• GIVEN TEXT

Through genome-wide analysis, 83,178 predicted loci, corresponding to 152,111 putative mature miRNAs, were proposed in cassava. The prediction represented the exhaustive numbers of the putative miRNAs containing cassava genome. Hypergeometric probability analysis was conducted to demonstrate the significance and reliability of our predicted loci based upon five publications [1519]. The results showed that our prediction was statistically significant with hypergeometric p value ≤ 0.05 against all datasets, except in case of 58 which had relatively less data available (Table 2). The large number of putative miRNAs predicted in this work may be from the thorough investigation of miRNA-located regions in the genome, and the ab initio approach employed herein that enabled us to capture putative miRNAs beyond the constraints on availability of miRNA templates and experimental conditions, alleviating the limitation of previous works.

3.3. Expression Analysis of Putative Mature MiRNAs

In addition to the statistical analysis, expression of the putative miRNAs was investigated based upon ~ 101 million expressed sequences gathered from seven datasets of cassava transcriptome [16, 1821, 29] to support their existence in cassava. Up to 41.76 percent (63,519 candidates) of total predictions showed expression potential according to the minimal expressed depth criteria, and about 9.79 percent (14,892 candidates) were still valid with the expressed depth ≥ 10 (Table S1). By using the common criteria of an expressed sequence in RNAseq measurement (depth ≥ 10), the results supported expression of 14,878 putative mature miRNAs that have never been identified elsewhere, and also the 14 putative mature miRNAs reported as conserved miRNAs with other organisms.

3.4. Array of MiRNAs in Cassava Genome

The majority of the putative miRNAs were predicted from the noncoding regions between genes in the genome (Table 1), indicating the similar locations of miRNAs in cassava genomic sequence to that of the other plant species [4, 32, 36]. Figure 1 showed the array of all predicted loci aligned with the locations of protein-coding genes in cassava genome. There was a high frequency of the putative miRNAs in the intergenic regions in the cassava genome. The miRNAs were relatively sparse in the genic regions, in which the miRNA density was opposite to the density of protein-coding genes (e.g., marked as “A” in Figure 1), whereas the reverse pattern was observed in the intergenic regions (e.g., marked as “B” in Figure 1). However, we also observed some hot-spot regions where both miRNA and protein-coding genes are densely located (e.g., marked as “C” in Figure 1). Since the genome structure, for example, the relative span coverage of genic region in the genome, may vary among species [37], the current usual analysis of miRNAs distribution could be more precise by performing the formal analysis to normalize such a variation. Such results would give the canonical information reflecting the reality of miRNA array.

• TASKS
A - In the cassava miRNA text, which letters mark example regions in Figure 1, and what does each one mark?
B - Can you quote the cassava miRNA text starting at "3.3. Expression Analysis" and ending at "with other organisms."?
Rely only on the cassava miRNA text.

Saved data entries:

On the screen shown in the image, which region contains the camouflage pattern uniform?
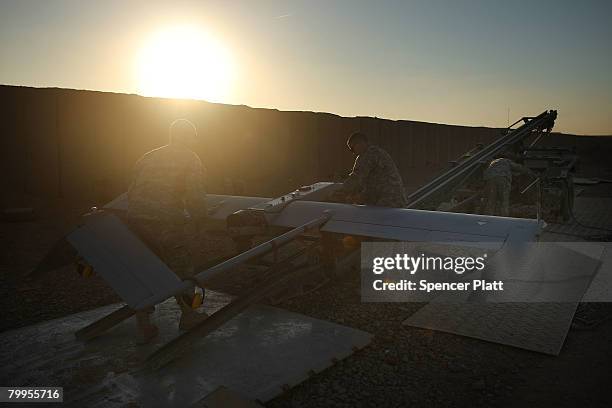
[484,158,528,217]
[128,145,207,279]
[343,145,408,207]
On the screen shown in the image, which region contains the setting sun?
[137,26,233,102]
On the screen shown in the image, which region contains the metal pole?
[135,211,331,310]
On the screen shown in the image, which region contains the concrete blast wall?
[0,86,608,206]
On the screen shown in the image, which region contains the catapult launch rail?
[407,110,557,208]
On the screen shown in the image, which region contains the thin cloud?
[274,12,294,20]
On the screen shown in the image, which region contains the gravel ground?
[0,197,612,408]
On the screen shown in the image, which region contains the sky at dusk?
[0,0,612,134]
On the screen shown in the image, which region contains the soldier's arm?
[342,153,374,194]
[185,155,208,227]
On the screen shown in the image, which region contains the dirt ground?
[0,192,612,408]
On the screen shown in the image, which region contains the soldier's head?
[346,132,369,154]
[170,119,198,149]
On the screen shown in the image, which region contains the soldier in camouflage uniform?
[128,119,207,342]
[483,157,532,217]
[341,132,408,208]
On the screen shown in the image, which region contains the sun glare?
[137,26,233,102]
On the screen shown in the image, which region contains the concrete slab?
[0,291,372,407]
[403,243,602,355]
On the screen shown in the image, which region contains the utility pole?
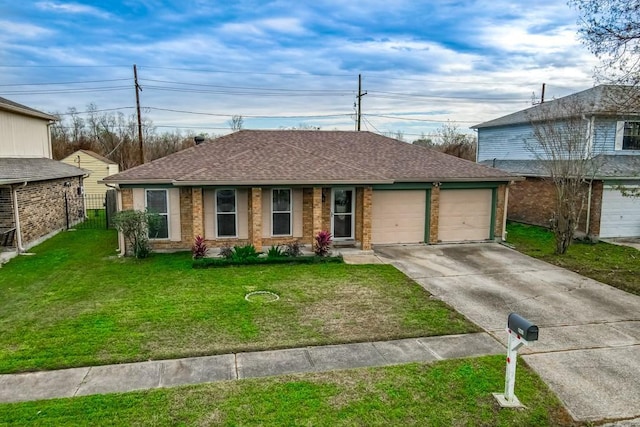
[133,64,144,164]
[356,74,367,132]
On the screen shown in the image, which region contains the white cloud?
[0,20,54,40]
[36,1,111,19]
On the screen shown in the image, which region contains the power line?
[0,79,131,87]
[57,107,136,116]
[2,86,131,95]
[145,107,351,119]
[364,114,478,123]
[140,78,353,93]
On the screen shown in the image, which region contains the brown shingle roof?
[105,130,514,185]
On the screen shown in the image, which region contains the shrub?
[313,230,333,256]
[267,245,284,258]
[113,210,160,258]
[191,236,207,259]
[192,255,344,268]
[231,245,260,261]
[220,245,233,259]
[284,240,302,257]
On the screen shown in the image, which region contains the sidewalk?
[0,333,506,403]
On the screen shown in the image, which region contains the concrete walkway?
[0,333,505,403]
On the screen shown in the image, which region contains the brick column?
[427,185,440,243]
[120,188,133,211]
[361,187,373,251]
[191,188,204,239]
[249,188,262,252]
[309,187,322,244]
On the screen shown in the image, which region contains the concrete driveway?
[375,243,640,421]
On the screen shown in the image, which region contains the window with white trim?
[622,122,640,150]
[271,188,291,236]
[144,190,169,239]
[216,189,238,237]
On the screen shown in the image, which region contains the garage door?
[600,187,640,237]
[371,190,427,244]
[438,189,492,242]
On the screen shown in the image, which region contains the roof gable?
[471,85,640,129]
[105,130,510,185]
[0,97,58,120]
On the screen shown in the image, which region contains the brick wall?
[0,188,16,231]
[507,178,602,235]
[360,187,373,251]
[494,184,507,240]
[16,178,84,246]
[426,186,440,243]
[120,187,373,254]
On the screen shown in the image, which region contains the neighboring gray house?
[473,85,640,237]
[0,98,87,251]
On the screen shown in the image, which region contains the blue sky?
[0,0,597,140]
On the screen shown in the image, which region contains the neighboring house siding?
[61,152,118,195]
[16,178,84,247]
[478,124,542,162]
[0,110,51,159]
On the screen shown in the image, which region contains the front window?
[145,190,169,239]
[271,188,291,236]
[216,190,237,237]
[622,122,640,150]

• RESULTS IN ORDER
A -
- "A": genic regions where miRNA density is opposite to the density of protein-coding genes.
- "B": intergenic regions, where the reverse pattern is observed.
- "C": hot-spot regions where both miRNA and protein-coding genes are densely located.

B -
3.3. Expression Analysis of Putative Mature MiRNAs

In addition to the statistical analysis, expression of the putative miRNAs was investigated based upon ~ 101 million expressed sequences gathered from seven datasets of cassava transcriptome [16, 1821, 29] to support their existence in cassava. Up to 41.76 percent (63,519 candidates) of total predictions showed expression potential according to the minimal expressed depth criteria, and about 9.79 percent (14,892 candidates) were still valid with the expressed depth ≥ 10 (Table S1). By using the common criteria of an expressed sequence in RNAseq measurement (depth ≥ 10), the results supported expression of 14,878 putative mature miRNAs that have never been identified elsewhere, and also the 14 putative mature miRNAs reported as conserved miRNAs with other organisms.